• Problem requirements: Print the stretch of the object modeling report from "This report will" through "to html format." without any changes.

• Provided passage:
This report will not describe object modeling further. For an introduction
to object modeling in general, the reader is referred to the above mentioned
sources.
Although the UML supports full object oriented systems design, we have mainly
used its static, data structuring parts in this project. Thus most classes
described so far do not yet contain methods. To define how to access data,
methods need to be provided as well, and most likely also new classes
representing factory objects that are able to create instances of the "data
classes" which are results of queries.
Object Model
The model is drawn with RationalRose. We are still doing minor
modifications to the model and working on the documentation, but
meanwhile you can have a look at our latest version:
Class documentation is extracted from the RationalRose *.mdl file and converted to html format.
Guidelines
Naming
- Classes have capitalized names (e.g. Book). For composite terms, each
word of the term is capitalized (e.g. JournalArticle).
- Attributes, methods, associations and roles have lowercase names (e.g. id).
For composite terms, the first word is in lower case and the following words
are capitalized (e.g. scientificName).

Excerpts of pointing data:
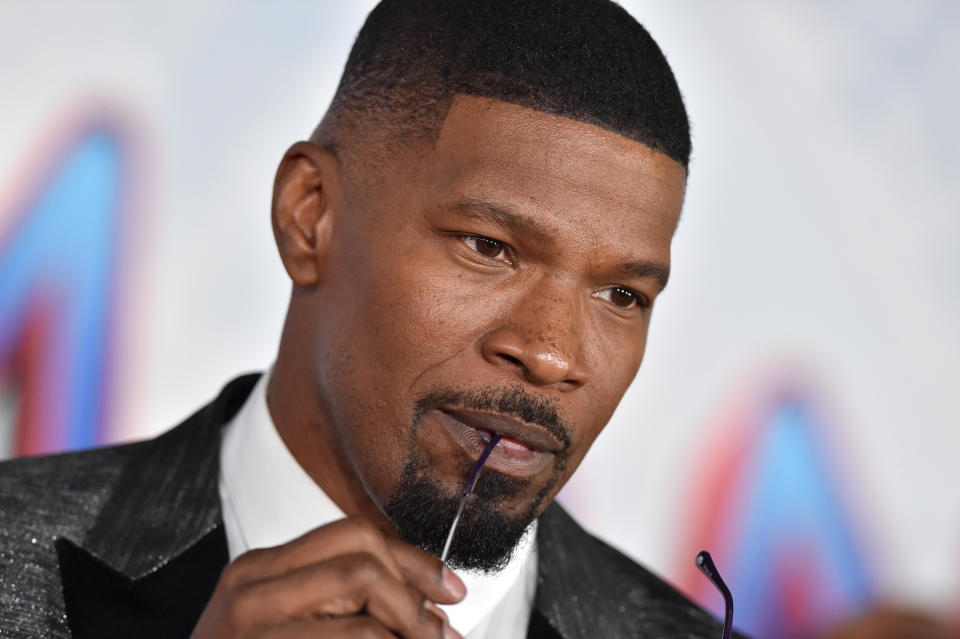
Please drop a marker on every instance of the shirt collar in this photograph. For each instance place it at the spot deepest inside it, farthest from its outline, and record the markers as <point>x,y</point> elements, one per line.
<point>268,499</point>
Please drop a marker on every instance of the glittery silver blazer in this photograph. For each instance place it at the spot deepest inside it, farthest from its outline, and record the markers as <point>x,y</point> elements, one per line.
<point>128,541</point>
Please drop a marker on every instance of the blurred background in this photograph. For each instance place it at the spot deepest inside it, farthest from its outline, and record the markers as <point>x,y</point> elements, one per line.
<point>796,411</point>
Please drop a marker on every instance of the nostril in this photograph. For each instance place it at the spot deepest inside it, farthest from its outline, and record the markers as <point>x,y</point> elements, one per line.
<point>511,359</point>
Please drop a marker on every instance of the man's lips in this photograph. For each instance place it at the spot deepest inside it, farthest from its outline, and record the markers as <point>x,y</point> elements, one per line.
<point>524,457</point>
<point>511,428</point>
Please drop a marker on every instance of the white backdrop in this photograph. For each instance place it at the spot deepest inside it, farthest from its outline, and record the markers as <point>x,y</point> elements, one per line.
<point>821,230</point>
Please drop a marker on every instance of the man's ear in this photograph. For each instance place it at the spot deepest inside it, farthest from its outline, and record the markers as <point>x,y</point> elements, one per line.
<point>306,195</point>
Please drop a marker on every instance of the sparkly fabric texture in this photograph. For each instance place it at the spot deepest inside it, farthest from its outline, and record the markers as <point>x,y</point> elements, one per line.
<point>137,507</point>
<point>134,507</point>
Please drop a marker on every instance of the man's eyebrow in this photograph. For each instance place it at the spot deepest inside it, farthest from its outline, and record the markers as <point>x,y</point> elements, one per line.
<point>497,214</point>
<point>653,270</point>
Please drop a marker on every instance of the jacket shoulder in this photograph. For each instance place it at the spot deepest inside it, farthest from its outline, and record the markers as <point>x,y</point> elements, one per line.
<point>586,585</point>
<point>41,500</point>
<point>56,495</point>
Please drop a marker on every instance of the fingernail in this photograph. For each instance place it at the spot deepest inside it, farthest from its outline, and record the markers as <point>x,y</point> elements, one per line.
<point>435,609</point>
<point>453,584</point>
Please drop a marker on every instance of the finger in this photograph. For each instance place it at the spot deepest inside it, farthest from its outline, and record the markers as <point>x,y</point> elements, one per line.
<point>345,627</point>
<point>350,535</point>
<point>342,586</point>
<point>427,573</point>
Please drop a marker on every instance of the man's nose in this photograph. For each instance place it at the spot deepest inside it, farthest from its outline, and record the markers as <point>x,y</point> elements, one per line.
<point>540,339</point>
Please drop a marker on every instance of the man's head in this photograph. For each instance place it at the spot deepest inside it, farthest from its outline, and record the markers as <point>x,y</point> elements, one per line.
<point>476,236</point>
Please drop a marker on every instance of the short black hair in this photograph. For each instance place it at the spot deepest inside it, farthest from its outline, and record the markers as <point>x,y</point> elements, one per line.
<point>586,60</point>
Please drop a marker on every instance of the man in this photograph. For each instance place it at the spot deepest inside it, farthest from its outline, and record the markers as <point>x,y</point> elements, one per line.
<point>475,234</point>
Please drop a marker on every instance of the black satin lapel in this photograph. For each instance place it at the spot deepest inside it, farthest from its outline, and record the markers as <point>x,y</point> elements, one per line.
<point>102,603</point>
<point>540,628</point>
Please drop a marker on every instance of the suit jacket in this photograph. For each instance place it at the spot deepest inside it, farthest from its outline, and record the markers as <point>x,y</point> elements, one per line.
<point>128,541</point>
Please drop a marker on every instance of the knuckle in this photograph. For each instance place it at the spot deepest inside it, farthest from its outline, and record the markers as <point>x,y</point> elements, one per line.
<point>361,568</point>
<point>236,571</point>
<point>239,608</point>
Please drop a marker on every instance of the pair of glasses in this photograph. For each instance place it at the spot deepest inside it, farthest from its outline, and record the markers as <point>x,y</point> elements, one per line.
<point>704,560</point>
<point>708,568</point>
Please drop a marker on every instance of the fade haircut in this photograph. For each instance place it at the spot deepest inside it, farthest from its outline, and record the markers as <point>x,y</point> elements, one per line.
<point>585,60</point>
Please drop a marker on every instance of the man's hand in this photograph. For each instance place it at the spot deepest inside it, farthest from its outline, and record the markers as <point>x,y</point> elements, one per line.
<point>346,579</point>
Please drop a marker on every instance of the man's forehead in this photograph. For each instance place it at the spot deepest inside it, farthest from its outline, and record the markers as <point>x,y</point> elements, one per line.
<point>493,150</point>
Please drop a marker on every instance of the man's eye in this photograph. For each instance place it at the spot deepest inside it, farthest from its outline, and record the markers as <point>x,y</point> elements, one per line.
<point>622,297</point>
<point>485,246</point>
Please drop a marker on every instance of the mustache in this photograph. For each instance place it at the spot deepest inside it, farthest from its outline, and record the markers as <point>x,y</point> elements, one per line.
<point>513,401</point>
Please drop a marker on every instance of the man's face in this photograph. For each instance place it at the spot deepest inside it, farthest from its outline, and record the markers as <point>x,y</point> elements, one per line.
<point>501,280</point>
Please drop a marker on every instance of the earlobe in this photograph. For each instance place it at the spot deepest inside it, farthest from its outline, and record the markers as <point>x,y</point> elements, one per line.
<point>306,194</point>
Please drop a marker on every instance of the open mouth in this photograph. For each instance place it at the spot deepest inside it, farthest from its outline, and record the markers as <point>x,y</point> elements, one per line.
<point>524,450</point>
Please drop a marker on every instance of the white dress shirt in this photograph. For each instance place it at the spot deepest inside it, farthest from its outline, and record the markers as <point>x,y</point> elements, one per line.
<point>268,499</point>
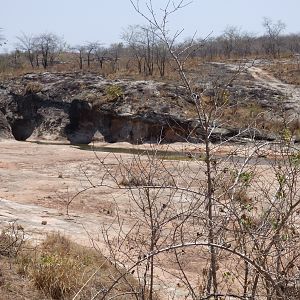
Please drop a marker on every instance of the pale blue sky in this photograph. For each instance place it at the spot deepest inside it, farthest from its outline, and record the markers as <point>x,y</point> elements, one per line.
<point>78,21</point>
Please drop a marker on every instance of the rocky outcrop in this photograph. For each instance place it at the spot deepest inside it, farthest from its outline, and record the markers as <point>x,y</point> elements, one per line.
<point>5,130</point>
<point>85,107</point>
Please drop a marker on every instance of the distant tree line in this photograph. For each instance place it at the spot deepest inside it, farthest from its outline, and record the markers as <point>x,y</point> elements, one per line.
<point>144,53</point>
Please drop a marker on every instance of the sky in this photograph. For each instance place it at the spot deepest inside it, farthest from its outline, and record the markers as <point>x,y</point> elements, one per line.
<point>81,21</point>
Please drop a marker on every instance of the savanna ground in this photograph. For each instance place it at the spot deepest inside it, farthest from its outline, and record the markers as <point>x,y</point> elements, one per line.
<point>51,187</point>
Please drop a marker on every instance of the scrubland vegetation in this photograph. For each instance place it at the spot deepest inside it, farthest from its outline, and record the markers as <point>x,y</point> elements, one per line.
<point>220,225</point>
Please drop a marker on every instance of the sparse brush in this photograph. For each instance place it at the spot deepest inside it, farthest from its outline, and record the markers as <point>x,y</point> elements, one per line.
<point>60,268</point>
<point>11,240</point>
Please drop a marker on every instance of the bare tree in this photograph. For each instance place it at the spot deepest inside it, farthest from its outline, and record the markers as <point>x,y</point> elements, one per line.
<point>27,44</point>
<point>273,31</point>
<point>81,52</point>
<point>48,45</point>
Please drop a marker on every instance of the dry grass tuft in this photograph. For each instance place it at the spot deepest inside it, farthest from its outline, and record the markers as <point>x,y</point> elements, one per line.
<point>60,268</point>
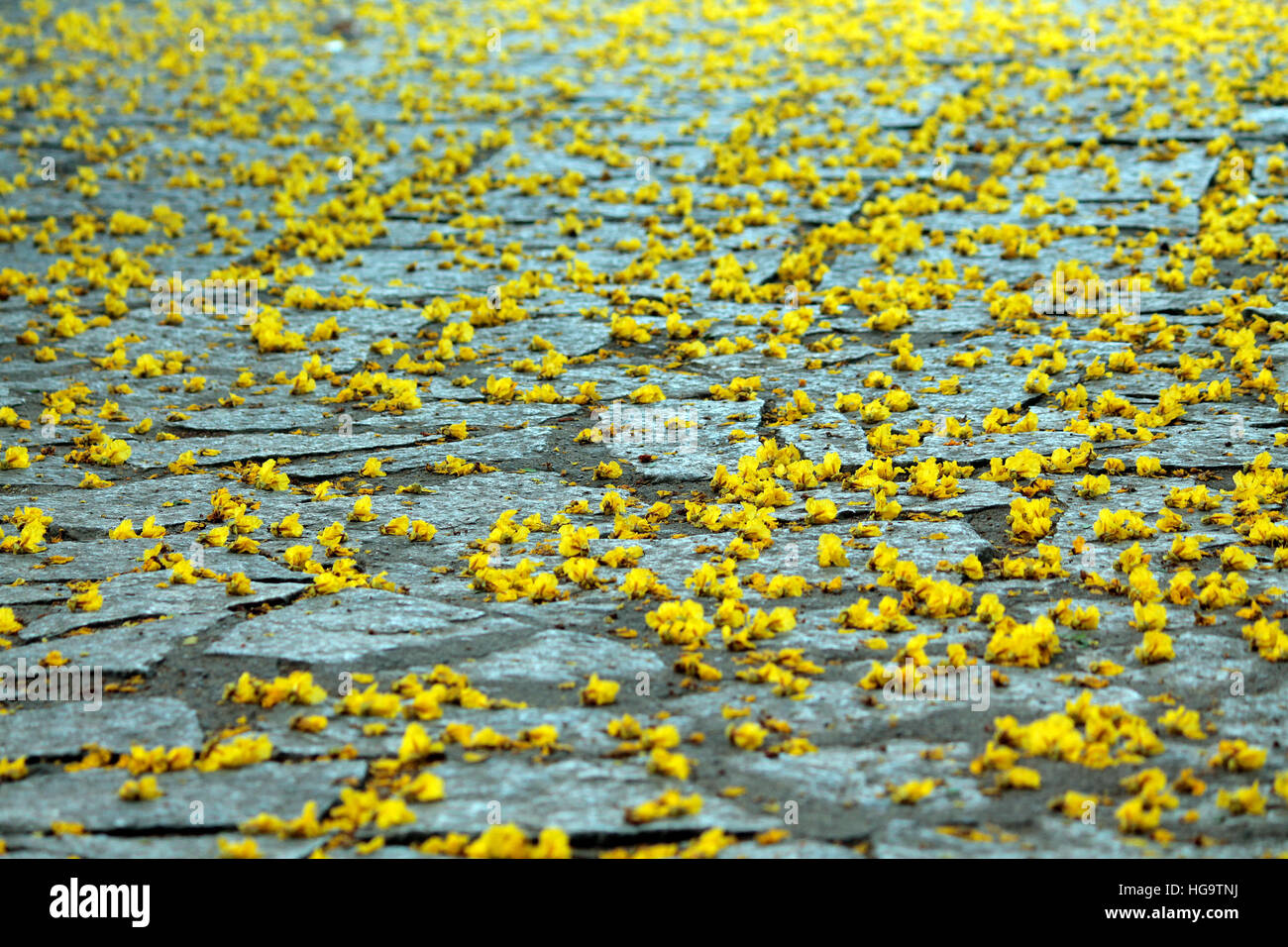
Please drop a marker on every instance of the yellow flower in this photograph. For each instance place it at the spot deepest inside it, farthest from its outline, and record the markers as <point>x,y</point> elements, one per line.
<point>747,736</point>
<point>911,792</point>
<point>829,551</point>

• Exercise result:
This report will not describe object modeling further. For an introduction
to object modeling in general, the reader is referred to the above mentioned
sources.
Although the UML supports full object oriented systems design, we have mainly
used its static, data structuring parts in this project. Thus most classes
described so far do not yet contain methods. To define how to access data,
methods need to be provided as well, and most likely also new classes
representing factory objects that are able to create instances of the "data
classes" which are results of queries.
Object Model
The model is drawn with RationalRose. We are still doing minor
modifications to the model and working on the documentation, but
meanwhile you can have a look at our latest version:
Class documentation is extracted from the RationalRose *.mdl file and converted to html format.